**Directions for this task:**
The whole listing that follows should be printed again, unchanged.
────────────────────
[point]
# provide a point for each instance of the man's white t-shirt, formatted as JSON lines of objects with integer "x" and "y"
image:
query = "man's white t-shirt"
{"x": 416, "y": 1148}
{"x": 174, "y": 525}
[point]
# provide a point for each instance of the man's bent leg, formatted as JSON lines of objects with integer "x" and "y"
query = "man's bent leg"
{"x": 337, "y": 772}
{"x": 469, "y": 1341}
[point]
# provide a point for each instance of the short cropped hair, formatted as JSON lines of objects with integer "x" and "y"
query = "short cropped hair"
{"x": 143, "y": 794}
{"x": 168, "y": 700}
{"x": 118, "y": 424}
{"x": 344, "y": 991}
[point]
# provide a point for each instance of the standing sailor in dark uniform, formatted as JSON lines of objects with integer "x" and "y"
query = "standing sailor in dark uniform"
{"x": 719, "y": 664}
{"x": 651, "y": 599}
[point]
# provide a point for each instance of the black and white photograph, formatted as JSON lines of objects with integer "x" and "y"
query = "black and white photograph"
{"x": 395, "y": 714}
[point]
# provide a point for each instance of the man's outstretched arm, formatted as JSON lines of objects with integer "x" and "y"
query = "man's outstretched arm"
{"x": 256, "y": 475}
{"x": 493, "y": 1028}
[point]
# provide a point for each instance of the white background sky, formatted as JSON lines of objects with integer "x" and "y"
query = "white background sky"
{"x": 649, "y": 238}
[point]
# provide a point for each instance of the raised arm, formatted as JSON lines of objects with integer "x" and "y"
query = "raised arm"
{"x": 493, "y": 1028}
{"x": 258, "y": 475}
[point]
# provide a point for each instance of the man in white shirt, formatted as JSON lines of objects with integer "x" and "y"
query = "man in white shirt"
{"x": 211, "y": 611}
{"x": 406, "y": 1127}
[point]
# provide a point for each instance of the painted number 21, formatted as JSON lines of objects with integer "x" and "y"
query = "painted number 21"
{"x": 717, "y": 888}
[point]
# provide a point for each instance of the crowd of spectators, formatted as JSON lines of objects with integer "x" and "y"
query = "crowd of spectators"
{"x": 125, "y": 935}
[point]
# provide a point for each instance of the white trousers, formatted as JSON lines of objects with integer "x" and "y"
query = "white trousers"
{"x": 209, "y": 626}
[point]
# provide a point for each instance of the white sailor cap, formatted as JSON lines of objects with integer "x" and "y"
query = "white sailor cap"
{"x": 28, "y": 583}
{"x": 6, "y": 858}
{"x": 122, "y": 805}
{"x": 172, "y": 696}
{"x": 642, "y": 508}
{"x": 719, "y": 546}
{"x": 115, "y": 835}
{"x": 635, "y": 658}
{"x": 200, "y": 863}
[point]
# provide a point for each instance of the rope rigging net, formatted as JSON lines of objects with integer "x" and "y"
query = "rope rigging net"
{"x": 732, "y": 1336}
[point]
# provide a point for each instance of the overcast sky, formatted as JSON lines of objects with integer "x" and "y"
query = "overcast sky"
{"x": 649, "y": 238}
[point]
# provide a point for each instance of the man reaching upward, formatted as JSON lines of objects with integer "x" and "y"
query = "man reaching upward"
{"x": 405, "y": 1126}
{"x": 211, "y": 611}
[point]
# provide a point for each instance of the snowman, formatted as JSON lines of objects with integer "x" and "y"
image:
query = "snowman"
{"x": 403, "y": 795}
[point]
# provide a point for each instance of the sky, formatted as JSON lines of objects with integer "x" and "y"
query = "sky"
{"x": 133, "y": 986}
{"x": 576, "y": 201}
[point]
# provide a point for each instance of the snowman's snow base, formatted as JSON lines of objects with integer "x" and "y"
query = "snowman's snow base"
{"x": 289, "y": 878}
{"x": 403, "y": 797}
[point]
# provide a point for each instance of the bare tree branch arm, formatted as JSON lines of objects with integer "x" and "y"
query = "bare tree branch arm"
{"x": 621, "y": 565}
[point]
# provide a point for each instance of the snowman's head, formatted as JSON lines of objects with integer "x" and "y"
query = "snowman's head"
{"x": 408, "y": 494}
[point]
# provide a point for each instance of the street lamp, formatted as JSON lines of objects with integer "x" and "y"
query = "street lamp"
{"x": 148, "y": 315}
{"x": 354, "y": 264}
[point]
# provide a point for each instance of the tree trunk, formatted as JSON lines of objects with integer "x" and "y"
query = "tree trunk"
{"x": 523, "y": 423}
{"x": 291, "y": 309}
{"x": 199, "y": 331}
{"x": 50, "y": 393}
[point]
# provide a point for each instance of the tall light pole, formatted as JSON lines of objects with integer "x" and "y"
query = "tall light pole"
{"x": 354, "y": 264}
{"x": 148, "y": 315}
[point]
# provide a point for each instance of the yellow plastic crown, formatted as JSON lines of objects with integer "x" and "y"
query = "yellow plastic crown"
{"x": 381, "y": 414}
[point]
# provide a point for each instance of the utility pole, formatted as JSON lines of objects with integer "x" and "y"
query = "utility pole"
────────────────────
**Output below:**
[point]
# provide a point for each instance of the man's white t-shirt, formatted as JSON lines of objects with integer "x" and "y"
image:
query = "man's white t-shirt"
{"x": 416, "y": 1148}
{"x": 174, "y": 525}
[point]
# provide a point for each instance of the man's bent leg, formatted as JSON lines of objects with integer "x" and "y"
query = "man's bent leg"
{"x": 337, "y": 772}
{"x": 469, "y": 1341}
[point]
# provide a point for each instance of the short cropped hair, formatted as JSON lines of objects with integer "x" and "y"
query = "short cropped hair"
{"x": 143, "y": 794}
{"x": 168, "y": 700}
{"x": 118, "y": 424}
{"x": 344, "y": 991}
[point]
# provide a point for each instance of the standing sailor in dark uniform, formatted as JSON lines of objects with integer "x" and "y"
query = "standing sailor in dark uniform"
{"x": 719, "y": 664}
{"x": 651, "y": 599}
[point]
# provide a point for each instance of the black and white photograph, formatted as JSON lines of objects with integer "x" and "y"
query = "black and white photograph"
{"x": 395, "y": 714}
[point]
# provide a point for each instance of the man's outstretched arm, formatted as JSON lines of objects with integer "x" and "y"
query = "man's outstretched arm"
{"x": 256, "y": 475}
{"x": 493, "y": 1028}
[point]
# provide a point for each instance of the white background sky, formatted as JSON lines of objects with integer "x" and "y"
query = "white background sky"
{"x": 649, "y": 238}
[point]
# provide a point for each instance of the raised arm, formatted as JSON lines of objects with integer "x" and "y"
query = "raised arm"
{"x": 493, "y": 1028}
{"x": 258, "y": 475}
[point]
# provide a point for each instance of the man in white shirt, formatted as JSON lines of objects with integer "x" and "y"
query = "man in white shirt"
{"x": 211, "y": 611}
{"x": 406, "y": 1127}
[point]
# provide a point for each instance of the painted number 21, formatted as JSON lines of objects with integer "x" and "y"
query = "painted number 21"
{"x": 717, "y": 888}
[point]
# provide a point for each instance of the crowd of spectators, formatted as JSON lines of objects with integer "x" and "y"
query = "crowd of spectators"
{"x": 125, "y": 935}
[point]
# provide a point for each instance of the white trousers, formatted as JSON lines of objects with integer "x" and "y"
query = "white trousers"
{"x": 209, "y": 626}
[point]
# provide a point for each instance of the white sailor cap, formatted as JSON lines of objects with integer "x" and "y"
query = "white sailor cap"
{"x": 28, "y": 583}
{"x": 6, "y": 858}
{"x": 122, "y": 805}
{"x": 172, "y": 696}
{"x": 642, "y": 508}
{"x": 719, "y": 546}
{"x": 115, "y": 835}
{"x": 635, "y": 658}
{"x": 200, "y": 863}
[point]
# provide a point for each instance of the rope rigging net, formatted as JSON lines of objects with integer "x" and "y"
query = "rope rigging net"
{"x": 732, "y": 1336}
[point]
# provide a point for each instance of the overcast sky, formatted as JSON lines of objects with integer "x" and "y"
query = "overcast sky"
{"x": 649, "y": 238}
[point]
# provide a point for each instance of the man reaching upward, formatted as JSON lines of objects with integer "x" and "y"
query = "man reaching upward"
{"x": 405, "y": 1126}
{"x": 211, "y": 611}
[point]
# provide a point for each instance of the snowman, formatted as JSON lines of objects with integer "x" and "y"
image:
query = "snowman"
{"x": 403, "y": 795}
[point]
# provide a point for each instance of the sky, formatted as JSON lines of objects with integer "x" and "y"
query = "sky"
{"x": 133, "y": 986}
{"x": 576, "y": 201}
[point]
# provide a point for each instance of the snowman's snow base, formatted as JSON lines of objects with integer "x" and "y"
query = "snowman's snow base"
{"x": 289, "y": 878}
{"x": 403, "y": 797}
[point]
# provide a point for each instance of the bare tree branch arm, formatted as JSON lines of objects with integer "x" and "y"
query = "bare tree branch arm"
{"x": 621, "y": 565}
[point]
# provide a point for each instance of the snowman's head, formatted as JSON lines of objects with integer "x" and "y"
query = "snowman's head"
{"x": 408, "y": 494}
[point]
# provide a point for each instance of the street lamp, formatted as JSON lines of objects with integer "x" and "y"
query = "street lamp"
{"x": 148, "y": 315}
{"x": 354, "y": 264}
[point]
# provide a point for each instance of the tree trunk, formatted as JSON lines of objects with integer "x" and "y"
query = "tree trunk"
{"x": 523, "y": 423}
{"x": 291, "y": 309}
{"x": 199, "y": 331}
{"x": 50, "y": 393}
[point]
# provide a point for each instance of the tall light pole, formatted as JSON lines of objects with integer "x" and "y"
query = "tall light pole"
{"x": 354, "y": 264}
{"x": 148, "y": 315}
[point]
# provide a point for each instance of the yellow plastic crown, formatted as JSON lines of objects with integer "x" and "y"
query = "yellow plastic crown"
{"x": 381, "y": 414}
[point]
# provide a point for each instance of the utility pole, formatted as JSON lines of objects with integer "x" and "y"
query = "utility pole"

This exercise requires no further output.